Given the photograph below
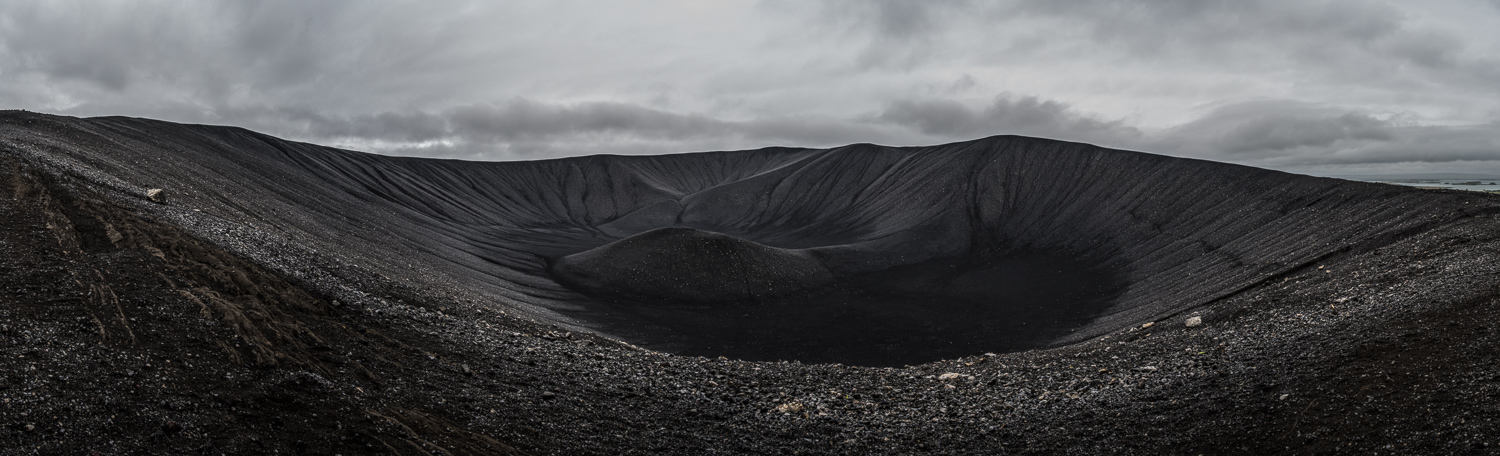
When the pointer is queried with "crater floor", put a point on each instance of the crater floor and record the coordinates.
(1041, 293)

==

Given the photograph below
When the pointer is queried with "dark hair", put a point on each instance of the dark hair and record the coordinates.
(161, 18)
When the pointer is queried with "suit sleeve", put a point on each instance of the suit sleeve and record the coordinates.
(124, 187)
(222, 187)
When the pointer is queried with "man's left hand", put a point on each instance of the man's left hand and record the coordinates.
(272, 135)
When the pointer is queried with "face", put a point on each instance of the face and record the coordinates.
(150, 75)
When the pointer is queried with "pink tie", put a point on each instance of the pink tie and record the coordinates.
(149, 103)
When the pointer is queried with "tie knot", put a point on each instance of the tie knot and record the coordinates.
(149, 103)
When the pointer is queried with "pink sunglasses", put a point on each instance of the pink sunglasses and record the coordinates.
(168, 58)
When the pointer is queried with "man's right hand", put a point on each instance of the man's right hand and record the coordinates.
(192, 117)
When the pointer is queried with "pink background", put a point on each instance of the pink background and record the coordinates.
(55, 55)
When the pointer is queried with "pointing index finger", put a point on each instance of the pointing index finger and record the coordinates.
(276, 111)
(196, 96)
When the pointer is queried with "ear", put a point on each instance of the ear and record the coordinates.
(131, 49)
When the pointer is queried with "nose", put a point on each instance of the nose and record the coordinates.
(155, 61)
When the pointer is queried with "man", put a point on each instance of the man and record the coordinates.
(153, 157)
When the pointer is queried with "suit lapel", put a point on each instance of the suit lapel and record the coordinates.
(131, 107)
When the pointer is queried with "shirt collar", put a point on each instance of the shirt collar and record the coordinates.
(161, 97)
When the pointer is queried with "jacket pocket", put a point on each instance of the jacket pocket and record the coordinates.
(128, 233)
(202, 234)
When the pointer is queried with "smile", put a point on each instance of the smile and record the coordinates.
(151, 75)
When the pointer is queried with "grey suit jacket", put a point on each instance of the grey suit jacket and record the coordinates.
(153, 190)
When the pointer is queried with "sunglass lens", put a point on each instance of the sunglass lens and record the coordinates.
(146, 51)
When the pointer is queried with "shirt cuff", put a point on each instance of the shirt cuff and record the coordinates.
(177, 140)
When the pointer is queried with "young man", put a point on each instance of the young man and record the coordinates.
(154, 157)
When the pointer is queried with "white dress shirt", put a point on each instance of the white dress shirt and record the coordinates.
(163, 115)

---

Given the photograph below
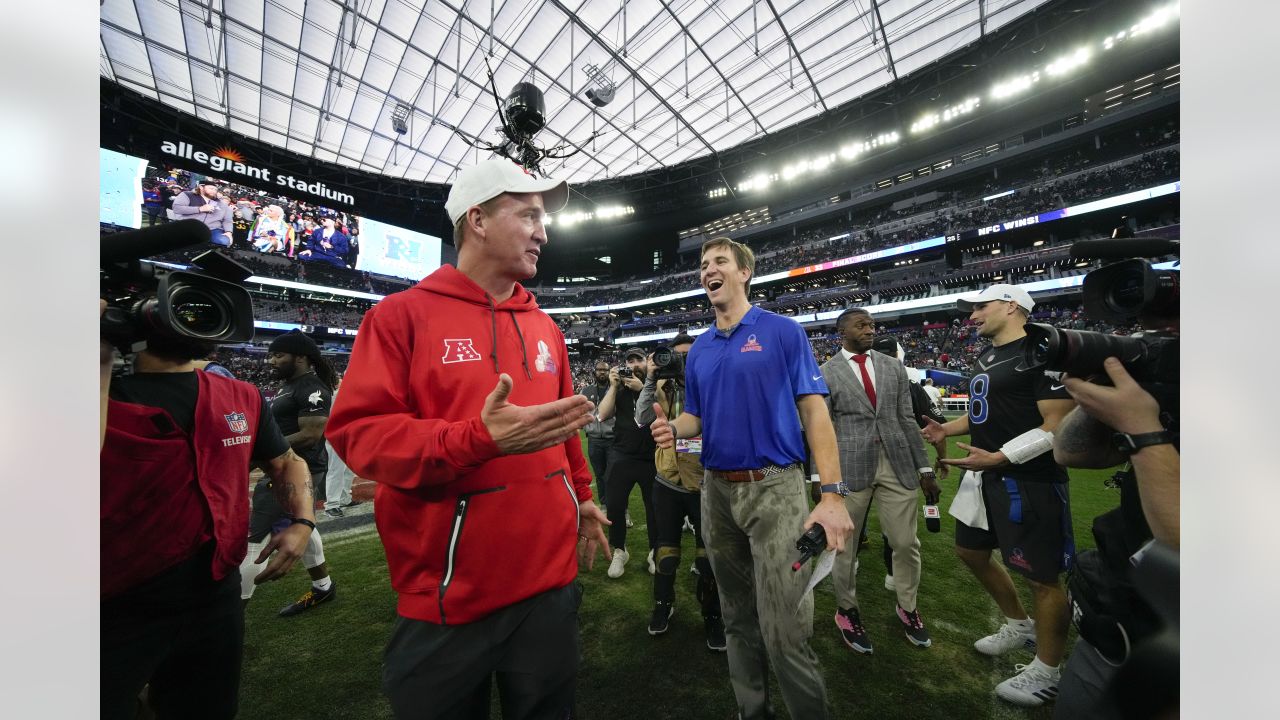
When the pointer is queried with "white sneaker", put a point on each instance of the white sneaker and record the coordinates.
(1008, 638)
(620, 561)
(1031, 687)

(Written instruction) Pull out every line above that contains the word "hand" and copy each one in full. Letter case matters.

(Response to this exercise)
When the pointer is queried with "man's left hand", put a point on each instance of the man's left hand and record the coordinates.
When the pointer is queried with "man's right hand", put a point on each instance of the man's right hand and record the coordinates.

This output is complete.